═══ Extrait de la page

Pour rappel, l’Assemblée plénière de la Cour de cassation était ici saisie, par la Cour de réexamen des décisions civiles, de deux demandes de réexamen de pourvois en cassation posant la question de la transcription d’actes de naissance établis à l’étranger pour des enfants nés de mères porteuses à la suite de la conclusion avérée ou suspectée d’une convention de GPA (Cass. réexamen, 16 février 2018, deux arrêts, n° 17 RDH 001 N° Lexbase : A7746XDA et n° 17 RDH 002 N° Lexbase : A7747XDB ; lire le commentaire d’Adeline Gouttenoire, Les premières décisions de réexamen en matière civile rendues en matière de GPA, Lexbase, éd. priv., n° 734, 2018 N° Lexbase : N3123BXX).

 

A l’origine, ces pourvois avaient donné lieu à deux arrêts de la Cour de cassation refusant la transcription des actes de naissance établis à l’étranger au motif que toute convention portant sur la procréation ou la gestation pour le compte d’autrui est nulle en vertu de l’article 16-7 du Code civil (N° Lexbase : L1695ABE) et que l’acte étranger est en contrariété avec la conception française de l’ordre public international (Cass. civ. 1, 6 avril 2011, n° 10-19.053, FP-P+B+R+I N° Lexbase : A5707HMC et Cass. civ. 1, 13 septembre 2013, n° 12-30.138, FP-P+B+R+I N° Lexbase : A1633KL3).

══════
═══ Données de l’exercice

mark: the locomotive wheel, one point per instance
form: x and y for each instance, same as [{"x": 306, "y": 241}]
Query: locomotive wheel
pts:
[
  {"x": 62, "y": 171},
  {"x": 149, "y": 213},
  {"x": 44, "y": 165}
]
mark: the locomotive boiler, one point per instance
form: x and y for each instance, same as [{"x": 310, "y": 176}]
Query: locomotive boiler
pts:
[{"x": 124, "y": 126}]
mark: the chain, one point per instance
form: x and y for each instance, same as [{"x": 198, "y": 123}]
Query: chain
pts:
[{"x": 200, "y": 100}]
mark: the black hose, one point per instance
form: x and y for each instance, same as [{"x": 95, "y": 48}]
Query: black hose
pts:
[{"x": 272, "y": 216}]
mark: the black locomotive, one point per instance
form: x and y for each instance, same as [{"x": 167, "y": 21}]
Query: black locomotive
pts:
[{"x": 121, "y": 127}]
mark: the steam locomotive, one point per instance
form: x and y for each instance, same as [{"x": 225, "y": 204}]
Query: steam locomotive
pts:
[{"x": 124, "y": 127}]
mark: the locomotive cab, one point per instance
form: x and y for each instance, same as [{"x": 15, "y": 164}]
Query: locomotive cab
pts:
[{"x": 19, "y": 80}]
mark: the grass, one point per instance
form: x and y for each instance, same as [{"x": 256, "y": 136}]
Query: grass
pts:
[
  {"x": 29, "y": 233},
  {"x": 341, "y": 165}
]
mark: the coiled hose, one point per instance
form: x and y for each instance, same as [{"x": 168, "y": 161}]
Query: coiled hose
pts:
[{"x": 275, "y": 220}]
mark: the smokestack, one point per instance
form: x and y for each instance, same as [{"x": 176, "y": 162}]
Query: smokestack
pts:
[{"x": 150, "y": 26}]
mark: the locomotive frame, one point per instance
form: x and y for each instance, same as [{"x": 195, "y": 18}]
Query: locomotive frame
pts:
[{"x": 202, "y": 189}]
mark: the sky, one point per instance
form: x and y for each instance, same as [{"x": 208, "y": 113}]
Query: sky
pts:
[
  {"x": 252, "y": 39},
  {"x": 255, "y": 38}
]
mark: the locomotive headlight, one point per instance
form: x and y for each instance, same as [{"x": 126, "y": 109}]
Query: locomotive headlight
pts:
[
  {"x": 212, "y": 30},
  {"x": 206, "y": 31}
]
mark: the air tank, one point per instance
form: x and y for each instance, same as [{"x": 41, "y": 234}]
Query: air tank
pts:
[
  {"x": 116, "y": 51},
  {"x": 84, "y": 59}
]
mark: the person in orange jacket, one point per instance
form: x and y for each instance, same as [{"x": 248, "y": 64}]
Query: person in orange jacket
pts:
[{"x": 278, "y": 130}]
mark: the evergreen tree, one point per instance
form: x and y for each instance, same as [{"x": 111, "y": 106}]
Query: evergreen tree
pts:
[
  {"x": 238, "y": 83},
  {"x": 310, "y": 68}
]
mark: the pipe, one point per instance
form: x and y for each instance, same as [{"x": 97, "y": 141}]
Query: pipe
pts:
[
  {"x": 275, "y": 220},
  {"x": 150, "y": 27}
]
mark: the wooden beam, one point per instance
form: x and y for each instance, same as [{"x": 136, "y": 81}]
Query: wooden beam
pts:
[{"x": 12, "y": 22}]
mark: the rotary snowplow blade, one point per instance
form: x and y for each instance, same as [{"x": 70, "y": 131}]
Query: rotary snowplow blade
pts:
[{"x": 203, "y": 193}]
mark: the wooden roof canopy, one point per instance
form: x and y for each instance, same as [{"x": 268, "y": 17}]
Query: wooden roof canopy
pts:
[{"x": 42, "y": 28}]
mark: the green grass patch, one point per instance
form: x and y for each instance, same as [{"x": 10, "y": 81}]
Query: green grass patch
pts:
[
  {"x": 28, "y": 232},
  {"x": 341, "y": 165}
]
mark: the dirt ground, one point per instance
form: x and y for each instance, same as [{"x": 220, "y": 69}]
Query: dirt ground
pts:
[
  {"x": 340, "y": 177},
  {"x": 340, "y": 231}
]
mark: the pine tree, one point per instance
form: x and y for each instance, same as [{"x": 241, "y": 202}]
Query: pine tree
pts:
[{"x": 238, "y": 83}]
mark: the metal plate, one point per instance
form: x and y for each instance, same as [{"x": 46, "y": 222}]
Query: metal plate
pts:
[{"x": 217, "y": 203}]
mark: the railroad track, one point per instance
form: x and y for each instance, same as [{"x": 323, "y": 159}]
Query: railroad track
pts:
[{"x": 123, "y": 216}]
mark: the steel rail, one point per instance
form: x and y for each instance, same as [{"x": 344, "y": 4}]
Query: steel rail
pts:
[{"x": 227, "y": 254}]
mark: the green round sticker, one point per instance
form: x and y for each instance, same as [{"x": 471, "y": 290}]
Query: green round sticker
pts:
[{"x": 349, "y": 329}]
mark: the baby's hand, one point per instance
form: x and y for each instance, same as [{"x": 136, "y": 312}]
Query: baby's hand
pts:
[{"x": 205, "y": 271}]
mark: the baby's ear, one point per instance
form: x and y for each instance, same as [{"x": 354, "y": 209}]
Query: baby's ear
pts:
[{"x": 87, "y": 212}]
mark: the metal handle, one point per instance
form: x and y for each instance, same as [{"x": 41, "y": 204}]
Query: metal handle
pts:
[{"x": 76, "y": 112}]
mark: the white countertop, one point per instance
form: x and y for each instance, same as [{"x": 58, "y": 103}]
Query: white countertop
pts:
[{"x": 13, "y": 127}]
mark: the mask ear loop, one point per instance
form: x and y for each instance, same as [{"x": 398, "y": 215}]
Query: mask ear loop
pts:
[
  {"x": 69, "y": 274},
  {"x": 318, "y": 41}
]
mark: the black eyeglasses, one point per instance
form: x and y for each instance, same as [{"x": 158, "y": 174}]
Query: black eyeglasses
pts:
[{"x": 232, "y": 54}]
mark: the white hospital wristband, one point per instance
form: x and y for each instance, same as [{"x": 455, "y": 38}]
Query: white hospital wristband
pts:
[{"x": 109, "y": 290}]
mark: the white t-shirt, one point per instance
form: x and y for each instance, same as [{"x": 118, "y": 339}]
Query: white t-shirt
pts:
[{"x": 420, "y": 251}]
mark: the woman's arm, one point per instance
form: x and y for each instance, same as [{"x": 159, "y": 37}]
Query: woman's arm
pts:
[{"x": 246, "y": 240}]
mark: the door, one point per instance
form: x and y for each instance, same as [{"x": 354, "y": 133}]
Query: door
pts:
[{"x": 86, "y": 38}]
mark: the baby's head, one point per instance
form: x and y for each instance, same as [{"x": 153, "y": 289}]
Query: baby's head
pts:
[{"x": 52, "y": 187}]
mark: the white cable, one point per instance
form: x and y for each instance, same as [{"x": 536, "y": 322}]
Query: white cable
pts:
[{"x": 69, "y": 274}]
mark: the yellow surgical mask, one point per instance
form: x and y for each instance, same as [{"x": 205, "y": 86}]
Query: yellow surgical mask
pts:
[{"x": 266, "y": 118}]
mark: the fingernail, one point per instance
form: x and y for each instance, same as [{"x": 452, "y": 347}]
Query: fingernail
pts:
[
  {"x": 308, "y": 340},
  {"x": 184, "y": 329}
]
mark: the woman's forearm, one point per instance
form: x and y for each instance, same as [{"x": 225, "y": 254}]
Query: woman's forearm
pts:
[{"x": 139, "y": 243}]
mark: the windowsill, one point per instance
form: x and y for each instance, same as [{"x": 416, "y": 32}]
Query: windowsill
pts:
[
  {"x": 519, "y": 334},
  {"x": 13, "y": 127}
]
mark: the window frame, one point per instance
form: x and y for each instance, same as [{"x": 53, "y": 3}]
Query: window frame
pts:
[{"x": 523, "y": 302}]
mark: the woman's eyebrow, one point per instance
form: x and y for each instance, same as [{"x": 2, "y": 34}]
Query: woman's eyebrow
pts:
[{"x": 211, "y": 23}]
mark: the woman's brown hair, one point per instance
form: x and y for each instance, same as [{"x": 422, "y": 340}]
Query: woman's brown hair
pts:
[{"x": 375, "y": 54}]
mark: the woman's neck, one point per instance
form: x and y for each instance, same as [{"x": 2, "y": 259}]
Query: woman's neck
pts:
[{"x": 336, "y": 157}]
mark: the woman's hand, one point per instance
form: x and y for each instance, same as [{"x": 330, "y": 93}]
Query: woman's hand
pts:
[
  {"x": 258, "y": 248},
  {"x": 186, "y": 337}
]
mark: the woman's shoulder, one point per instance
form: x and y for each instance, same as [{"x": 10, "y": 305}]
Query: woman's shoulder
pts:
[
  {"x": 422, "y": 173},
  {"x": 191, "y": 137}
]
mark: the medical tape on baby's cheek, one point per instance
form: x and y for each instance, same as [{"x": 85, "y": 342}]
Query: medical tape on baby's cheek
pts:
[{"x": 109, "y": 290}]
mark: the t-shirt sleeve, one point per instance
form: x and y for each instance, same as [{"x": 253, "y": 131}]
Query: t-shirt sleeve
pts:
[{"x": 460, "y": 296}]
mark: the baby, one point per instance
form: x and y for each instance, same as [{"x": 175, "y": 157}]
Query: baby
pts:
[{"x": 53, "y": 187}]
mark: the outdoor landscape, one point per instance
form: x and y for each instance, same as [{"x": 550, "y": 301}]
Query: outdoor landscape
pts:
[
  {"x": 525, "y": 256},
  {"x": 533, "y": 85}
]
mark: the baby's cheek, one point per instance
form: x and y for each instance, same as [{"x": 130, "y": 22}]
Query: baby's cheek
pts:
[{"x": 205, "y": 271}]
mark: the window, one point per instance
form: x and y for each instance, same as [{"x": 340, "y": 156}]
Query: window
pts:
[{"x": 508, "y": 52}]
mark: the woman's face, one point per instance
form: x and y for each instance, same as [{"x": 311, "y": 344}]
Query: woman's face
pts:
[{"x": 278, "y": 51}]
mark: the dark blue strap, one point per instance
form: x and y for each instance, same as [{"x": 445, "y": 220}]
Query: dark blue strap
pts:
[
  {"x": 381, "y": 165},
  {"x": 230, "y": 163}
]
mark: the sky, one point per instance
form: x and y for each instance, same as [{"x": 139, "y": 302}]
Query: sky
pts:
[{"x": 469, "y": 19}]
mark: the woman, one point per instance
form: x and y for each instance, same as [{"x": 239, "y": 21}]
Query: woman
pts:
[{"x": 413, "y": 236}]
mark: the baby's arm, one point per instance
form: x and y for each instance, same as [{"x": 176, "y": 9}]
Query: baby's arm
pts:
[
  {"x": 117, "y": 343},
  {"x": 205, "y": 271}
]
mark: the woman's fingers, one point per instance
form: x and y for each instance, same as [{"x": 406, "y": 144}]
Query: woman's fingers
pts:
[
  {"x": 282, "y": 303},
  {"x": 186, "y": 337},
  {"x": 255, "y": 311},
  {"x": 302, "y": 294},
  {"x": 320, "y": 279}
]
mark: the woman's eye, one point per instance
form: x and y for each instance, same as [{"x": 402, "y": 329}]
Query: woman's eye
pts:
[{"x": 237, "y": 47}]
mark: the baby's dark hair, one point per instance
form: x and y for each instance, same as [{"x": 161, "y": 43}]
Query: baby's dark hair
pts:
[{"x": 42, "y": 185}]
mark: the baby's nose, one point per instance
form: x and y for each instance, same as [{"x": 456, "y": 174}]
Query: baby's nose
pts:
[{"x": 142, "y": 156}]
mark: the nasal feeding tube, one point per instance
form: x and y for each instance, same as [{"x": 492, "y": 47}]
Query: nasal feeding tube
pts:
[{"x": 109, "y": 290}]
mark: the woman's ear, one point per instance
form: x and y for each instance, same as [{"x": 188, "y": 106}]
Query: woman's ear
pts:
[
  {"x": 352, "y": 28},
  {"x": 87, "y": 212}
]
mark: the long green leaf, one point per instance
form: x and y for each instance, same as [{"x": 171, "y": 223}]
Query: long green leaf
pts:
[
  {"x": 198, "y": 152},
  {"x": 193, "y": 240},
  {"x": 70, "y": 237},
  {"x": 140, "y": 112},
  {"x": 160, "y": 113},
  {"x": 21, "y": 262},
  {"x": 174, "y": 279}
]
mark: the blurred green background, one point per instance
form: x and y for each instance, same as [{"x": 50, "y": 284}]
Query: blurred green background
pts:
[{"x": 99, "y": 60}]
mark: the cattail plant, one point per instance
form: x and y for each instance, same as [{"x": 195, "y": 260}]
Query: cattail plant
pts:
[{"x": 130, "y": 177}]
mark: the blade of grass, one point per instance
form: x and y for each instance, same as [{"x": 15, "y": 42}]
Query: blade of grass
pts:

══════

◆ Liste des activités
1) Indiquez si chacune des affirmations suivantes est conforme à l’extrait, en citant les mots qui le prouvent. (a) L’Assemblée plénière a été saisie par la Cour de réexamen des décisions civiles. (b) Les deux arrêts initiaux de la Cour de cassation avaient accepté la transcription des actes de naissance. (c) La nullité des conventions de gestation pour autrui repose sur l’article 16-7 du Code civil.
2) D’après l’extrait, avec quelle conception l’acte étranger est-il en contrariété ?
3) Recopiez le passage de l’extrait qui va de « Pour rappel, l’Assemblée » jusqu’à « 2018 N° Lexbase : N3123BXX). » inclus.

◆ Corrigé des exercices
1)
(a) Oui : « l’Assemblée plénière de la Cour de cassation était ici saisie, par la Cour de réexamen des décisions civiles »
(b) Non : « refusant la transcription des actes de naissance établis à l’étranger »
(c) Oui : « est nulle en vertu de l’article 16-7 du Code civil »

2) Avec la conception française de l’ordre public international.

3)
Pour rappel, l’Assemblée plénière de la Cour de cassation était ici saisie, par la Cour de réexamen des décisions civiles, de deux demandes de réexamen de pourvois en cassation posant la question de la transcription d’actes de naissance établis à l’étranger pour des enfants nés de mères porteuses à la suite de la conclusion avérée ou suspectée d’une convention de GPA (Cass. réexamen, 16 février 2018, deux arrêts, n° 17 RDH 001 N° Lexbase : A7746XDA et n° 17 RDH 002 N° Lexbase : A7747XDB ; lire le commentaire d’Adeline Gouttenoire, Les premières décisions de réexamen en matière civile rendues en matière de GPA, Lexbase, éd. priv., n° 734, 2018 N° Lexbase : N3123BXX).